Text shown:
He is engaged as it were with your life. He knows your strengths and weaknesses. He knows your joys and sorrows. He knows your trials and temptations. He knows what those situations require. He knows. And so when you go to him, you're not pulling on the cape of someone who's walking away in indifference. You're speaking to someone who is engaging you with the full attention of his face to your face, saying speak to me.

I know. Come to me and declare your need to me, and I will receive you. Adoption means that you can speak to God like that and trust him to know and to care. And yet it means something beyond that too.

It's not just a subjective sense like that. You can trust God for how he responds to your prayer. Look at Matthew chapter 7 verse 9. Matthew 7 verse 9. We're talking about what it means to have God as your father.

This is utterly defining for the Christian life. In verse 9, Jesus again speaking about prayer says, What man is there among you who, when his son asks for a loaf, will give him a stone? Or if he asks for a fish, he will not give him a snake, will he? And he's speaking to fathers who respect their position and love their children and want to do what's right. Not the perverse exceptions.

He's talking about the general order of orderly human life. Fathers should address their children and be this way to their children. Son says, Can I have bread?

Here, have a rock. Ha ha ha! Isn't that funny? Dad, can I have a fish?

Here, take this copperhead. Ha ha! The wickedness of that. And Jesus takes it and applies it and says, Verse 11, All of us realize that that's wicked. No father should ever do anything like that. And Jesus says, If you then, being evil, know how to give good gifts to your children, how much more will your father who is in heaven give what is good to those who ask him? He says, You can trust your father to respond to your prayers in a way that promotes your benefit.

You can trust him to be good. He knows, he cares, he responds in good ways. That's what it means to be adopted into the family of God. The God of the universe now relates to you in that kind of way so that you can respond to him in trust.

Now, there's more to it than that. Turn over to Hebrews chapter 12 and we'll see a second aspect of it. There is an element of trust and affection that's defining here, but there is also an aspect of present respect for a father.

Present respect for the father. As our father, God will train us in holiness so that we can please him. Hebrews chapter 12. Hebrews chapter 12, verse 5.

We're going to go through this kind of quickly. Hebrews 12, verse 5. You have forgotten the exhortation which is addressed to you as sons. My son, do not regard lightly the discipline of the Lord, nor faint when you are reproved by him. For those whom the Lord loves, he disciplines, and he scourges every son whom he receives.

Listed records:
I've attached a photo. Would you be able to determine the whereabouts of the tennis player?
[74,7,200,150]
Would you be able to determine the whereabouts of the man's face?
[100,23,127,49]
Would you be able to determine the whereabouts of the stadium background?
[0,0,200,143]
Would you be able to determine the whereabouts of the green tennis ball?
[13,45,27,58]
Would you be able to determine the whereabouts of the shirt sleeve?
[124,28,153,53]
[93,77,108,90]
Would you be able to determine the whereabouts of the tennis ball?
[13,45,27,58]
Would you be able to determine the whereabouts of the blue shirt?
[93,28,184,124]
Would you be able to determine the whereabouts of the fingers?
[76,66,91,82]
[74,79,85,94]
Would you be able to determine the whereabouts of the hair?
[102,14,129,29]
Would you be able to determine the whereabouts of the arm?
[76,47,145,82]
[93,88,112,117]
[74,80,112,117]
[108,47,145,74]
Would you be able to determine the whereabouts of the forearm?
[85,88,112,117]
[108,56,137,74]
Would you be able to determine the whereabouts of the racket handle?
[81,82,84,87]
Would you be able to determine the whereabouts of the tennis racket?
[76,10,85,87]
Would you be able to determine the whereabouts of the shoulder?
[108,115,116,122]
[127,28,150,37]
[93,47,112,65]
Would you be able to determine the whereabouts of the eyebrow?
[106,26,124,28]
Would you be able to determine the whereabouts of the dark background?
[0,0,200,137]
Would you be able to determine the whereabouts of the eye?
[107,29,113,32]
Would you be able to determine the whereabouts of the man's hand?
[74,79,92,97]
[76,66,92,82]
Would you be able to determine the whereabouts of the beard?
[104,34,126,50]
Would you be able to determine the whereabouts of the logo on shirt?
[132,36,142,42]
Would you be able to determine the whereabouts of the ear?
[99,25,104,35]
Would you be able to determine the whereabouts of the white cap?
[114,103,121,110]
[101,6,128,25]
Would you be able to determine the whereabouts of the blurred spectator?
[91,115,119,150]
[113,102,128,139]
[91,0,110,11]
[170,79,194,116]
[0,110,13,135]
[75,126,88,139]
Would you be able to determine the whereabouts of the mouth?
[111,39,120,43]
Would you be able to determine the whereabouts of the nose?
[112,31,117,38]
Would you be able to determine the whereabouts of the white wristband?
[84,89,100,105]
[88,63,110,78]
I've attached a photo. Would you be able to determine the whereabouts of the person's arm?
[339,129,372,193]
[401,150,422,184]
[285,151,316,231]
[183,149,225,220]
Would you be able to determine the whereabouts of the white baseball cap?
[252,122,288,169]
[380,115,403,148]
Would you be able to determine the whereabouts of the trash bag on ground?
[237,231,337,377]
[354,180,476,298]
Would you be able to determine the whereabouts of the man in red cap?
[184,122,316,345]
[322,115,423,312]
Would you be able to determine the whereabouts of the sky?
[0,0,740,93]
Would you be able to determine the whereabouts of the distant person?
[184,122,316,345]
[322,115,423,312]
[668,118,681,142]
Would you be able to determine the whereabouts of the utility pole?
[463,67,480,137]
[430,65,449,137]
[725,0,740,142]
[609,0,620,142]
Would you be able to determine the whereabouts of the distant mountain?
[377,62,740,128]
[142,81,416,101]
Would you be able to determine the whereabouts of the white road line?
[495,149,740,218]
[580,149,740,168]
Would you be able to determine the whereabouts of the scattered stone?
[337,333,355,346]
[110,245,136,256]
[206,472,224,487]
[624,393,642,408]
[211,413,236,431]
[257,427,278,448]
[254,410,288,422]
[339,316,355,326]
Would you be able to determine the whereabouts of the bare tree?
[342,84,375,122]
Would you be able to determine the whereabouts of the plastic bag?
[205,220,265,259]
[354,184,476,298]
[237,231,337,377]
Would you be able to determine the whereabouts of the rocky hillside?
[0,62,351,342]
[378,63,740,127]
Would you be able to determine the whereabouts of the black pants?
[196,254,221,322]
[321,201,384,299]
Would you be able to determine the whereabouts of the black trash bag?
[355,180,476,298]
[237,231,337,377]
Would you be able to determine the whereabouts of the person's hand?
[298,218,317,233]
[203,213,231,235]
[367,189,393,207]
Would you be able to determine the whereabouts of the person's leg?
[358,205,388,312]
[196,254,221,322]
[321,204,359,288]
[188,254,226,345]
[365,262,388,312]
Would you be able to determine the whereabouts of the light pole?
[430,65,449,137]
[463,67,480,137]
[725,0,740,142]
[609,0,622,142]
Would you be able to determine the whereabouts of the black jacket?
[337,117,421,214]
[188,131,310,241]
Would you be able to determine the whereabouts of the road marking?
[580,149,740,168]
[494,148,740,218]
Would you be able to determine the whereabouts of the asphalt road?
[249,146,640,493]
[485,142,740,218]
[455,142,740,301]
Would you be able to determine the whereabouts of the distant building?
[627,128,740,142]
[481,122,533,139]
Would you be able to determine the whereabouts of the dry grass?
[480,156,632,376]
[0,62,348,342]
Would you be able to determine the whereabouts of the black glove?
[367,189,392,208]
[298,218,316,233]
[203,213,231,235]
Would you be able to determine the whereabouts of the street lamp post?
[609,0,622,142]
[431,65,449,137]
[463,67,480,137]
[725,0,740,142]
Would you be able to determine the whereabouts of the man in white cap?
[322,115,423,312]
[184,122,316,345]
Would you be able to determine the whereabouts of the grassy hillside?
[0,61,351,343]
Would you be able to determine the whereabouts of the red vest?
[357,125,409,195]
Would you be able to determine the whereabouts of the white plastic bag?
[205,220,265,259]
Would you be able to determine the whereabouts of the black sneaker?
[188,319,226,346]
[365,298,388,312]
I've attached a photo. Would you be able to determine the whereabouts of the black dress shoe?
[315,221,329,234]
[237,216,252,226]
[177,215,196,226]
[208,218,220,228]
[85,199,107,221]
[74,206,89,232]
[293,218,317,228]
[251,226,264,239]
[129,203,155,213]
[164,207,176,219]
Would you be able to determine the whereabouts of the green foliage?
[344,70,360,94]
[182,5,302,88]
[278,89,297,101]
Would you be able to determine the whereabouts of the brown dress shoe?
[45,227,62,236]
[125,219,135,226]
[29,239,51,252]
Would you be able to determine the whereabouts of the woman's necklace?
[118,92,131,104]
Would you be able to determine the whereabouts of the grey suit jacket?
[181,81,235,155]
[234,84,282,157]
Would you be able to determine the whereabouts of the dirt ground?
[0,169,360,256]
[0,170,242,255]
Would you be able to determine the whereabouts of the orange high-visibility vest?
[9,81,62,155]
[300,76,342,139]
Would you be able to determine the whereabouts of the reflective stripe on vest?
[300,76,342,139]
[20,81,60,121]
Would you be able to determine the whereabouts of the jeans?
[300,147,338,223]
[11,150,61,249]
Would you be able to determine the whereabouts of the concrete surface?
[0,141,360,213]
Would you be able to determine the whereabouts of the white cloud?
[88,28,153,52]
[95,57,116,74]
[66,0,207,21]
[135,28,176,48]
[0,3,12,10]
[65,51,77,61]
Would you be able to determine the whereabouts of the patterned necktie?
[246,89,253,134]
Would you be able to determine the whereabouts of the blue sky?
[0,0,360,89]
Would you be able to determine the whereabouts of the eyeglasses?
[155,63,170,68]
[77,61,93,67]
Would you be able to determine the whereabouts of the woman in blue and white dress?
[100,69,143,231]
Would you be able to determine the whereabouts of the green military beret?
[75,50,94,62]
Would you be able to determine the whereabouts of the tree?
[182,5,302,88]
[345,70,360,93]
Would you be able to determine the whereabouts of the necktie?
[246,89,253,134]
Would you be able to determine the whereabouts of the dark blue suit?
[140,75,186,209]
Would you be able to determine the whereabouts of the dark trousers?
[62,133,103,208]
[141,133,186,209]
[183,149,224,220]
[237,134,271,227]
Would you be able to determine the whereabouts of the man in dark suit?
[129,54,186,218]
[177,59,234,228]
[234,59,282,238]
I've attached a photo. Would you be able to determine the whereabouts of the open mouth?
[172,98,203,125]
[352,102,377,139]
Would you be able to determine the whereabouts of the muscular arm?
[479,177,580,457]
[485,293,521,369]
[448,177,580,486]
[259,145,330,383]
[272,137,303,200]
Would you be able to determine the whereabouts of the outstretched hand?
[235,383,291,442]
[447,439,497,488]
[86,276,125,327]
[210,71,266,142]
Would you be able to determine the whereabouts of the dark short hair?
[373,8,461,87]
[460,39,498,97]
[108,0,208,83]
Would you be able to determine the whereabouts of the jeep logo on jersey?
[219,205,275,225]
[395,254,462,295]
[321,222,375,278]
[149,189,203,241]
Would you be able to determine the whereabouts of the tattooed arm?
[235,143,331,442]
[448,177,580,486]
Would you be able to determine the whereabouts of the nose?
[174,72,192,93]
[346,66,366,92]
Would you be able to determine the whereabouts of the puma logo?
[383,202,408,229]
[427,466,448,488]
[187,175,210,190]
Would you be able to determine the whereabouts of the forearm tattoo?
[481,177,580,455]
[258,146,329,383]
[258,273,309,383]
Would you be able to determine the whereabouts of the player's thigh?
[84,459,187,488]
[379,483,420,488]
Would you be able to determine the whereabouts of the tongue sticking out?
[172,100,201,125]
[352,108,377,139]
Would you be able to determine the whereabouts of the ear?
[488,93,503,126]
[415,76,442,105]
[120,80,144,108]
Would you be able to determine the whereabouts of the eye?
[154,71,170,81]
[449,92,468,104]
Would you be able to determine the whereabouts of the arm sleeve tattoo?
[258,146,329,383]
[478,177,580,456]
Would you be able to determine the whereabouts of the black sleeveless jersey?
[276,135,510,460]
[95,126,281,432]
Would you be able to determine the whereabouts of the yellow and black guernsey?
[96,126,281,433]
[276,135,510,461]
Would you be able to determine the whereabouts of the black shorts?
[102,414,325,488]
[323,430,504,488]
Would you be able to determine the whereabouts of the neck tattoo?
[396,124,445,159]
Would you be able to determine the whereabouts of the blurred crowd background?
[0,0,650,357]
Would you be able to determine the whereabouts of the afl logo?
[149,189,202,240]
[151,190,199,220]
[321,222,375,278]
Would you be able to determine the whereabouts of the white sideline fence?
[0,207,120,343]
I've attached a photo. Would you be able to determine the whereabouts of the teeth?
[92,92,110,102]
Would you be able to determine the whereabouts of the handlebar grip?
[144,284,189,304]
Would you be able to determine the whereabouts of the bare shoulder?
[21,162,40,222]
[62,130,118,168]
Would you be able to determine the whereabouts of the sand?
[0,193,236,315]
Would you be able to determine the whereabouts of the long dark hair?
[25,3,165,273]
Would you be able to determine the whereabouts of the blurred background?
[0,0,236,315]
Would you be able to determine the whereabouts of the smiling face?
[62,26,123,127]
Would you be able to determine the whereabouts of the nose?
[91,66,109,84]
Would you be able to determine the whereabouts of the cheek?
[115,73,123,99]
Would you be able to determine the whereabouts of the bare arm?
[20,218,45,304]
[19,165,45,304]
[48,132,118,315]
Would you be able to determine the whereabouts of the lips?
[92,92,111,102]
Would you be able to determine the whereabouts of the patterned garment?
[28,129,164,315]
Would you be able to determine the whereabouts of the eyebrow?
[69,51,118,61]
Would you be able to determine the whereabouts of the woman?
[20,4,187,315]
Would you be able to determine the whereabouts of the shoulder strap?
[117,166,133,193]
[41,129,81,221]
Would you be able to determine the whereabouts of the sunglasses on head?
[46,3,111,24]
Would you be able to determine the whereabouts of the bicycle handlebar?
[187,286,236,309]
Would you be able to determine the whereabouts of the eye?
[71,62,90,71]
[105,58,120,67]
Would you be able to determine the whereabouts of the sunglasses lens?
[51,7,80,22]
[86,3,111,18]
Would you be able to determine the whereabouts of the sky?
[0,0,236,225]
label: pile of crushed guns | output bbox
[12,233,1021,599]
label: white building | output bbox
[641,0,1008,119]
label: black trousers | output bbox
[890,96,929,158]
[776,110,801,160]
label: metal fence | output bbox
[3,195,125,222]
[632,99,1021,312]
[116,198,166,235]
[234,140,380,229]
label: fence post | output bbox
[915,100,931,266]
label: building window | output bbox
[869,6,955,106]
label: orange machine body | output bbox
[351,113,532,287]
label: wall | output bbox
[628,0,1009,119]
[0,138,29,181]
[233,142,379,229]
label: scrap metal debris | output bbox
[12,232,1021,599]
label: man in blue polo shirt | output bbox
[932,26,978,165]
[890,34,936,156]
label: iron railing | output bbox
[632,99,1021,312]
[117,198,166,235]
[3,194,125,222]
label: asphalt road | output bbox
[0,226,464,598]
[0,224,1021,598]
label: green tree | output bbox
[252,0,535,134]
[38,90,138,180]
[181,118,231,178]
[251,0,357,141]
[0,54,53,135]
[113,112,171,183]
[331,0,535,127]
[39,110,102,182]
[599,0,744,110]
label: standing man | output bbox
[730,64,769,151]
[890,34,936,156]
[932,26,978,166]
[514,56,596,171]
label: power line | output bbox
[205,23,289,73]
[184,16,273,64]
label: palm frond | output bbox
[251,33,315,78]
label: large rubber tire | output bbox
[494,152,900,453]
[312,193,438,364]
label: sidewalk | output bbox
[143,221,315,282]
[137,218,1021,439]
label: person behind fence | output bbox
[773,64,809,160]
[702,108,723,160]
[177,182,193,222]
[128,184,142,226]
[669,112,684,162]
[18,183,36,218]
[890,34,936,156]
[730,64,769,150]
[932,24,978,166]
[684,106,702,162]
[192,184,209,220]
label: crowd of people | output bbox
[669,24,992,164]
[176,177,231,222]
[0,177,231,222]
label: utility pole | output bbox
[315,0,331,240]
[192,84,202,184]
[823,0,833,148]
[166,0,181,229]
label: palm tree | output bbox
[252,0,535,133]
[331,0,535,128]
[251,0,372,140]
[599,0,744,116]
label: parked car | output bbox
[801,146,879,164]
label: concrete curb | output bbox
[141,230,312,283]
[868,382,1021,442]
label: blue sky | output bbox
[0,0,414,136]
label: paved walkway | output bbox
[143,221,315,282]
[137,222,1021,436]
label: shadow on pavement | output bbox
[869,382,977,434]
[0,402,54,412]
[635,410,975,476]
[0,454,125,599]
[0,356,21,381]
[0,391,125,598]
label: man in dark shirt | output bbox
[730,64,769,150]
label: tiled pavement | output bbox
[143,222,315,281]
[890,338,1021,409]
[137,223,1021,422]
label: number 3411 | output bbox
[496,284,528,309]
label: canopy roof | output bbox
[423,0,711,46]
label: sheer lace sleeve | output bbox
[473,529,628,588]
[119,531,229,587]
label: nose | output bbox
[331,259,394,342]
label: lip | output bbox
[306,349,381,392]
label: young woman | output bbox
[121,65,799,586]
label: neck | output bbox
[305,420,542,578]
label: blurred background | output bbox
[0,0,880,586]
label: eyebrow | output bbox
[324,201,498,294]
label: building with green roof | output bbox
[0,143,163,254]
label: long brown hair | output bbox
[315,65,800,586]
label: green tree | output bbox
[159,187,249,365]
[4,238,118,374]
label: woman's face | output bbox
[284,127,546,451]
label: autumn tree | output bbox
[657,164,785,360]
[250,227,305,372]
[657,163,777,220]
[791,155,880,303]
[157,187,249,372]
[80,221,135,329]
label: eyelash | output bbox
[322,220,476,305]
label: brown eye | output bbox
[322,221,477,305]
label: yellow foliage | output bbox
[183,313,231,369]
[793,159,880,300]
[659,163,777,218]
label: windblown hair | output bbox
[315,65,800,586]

Task requirements:
A - Please list every item the sermon excerpt names right after the words "He knows your".
B - Translate this sentence from the sermon excerpt into Spanish: "Adoption means that you can speak to God like that and trust him to know and to care."
C - In the sermon excerpt, what will God as our father train us in?

Expected answers:
A - strengths, weaknesses, joys, sorrows, trials, temptations

B - La adopción significa que puedes hablar con Dios así y confiar en que él sabe y le importa.

C - Holiness, so that we can please him.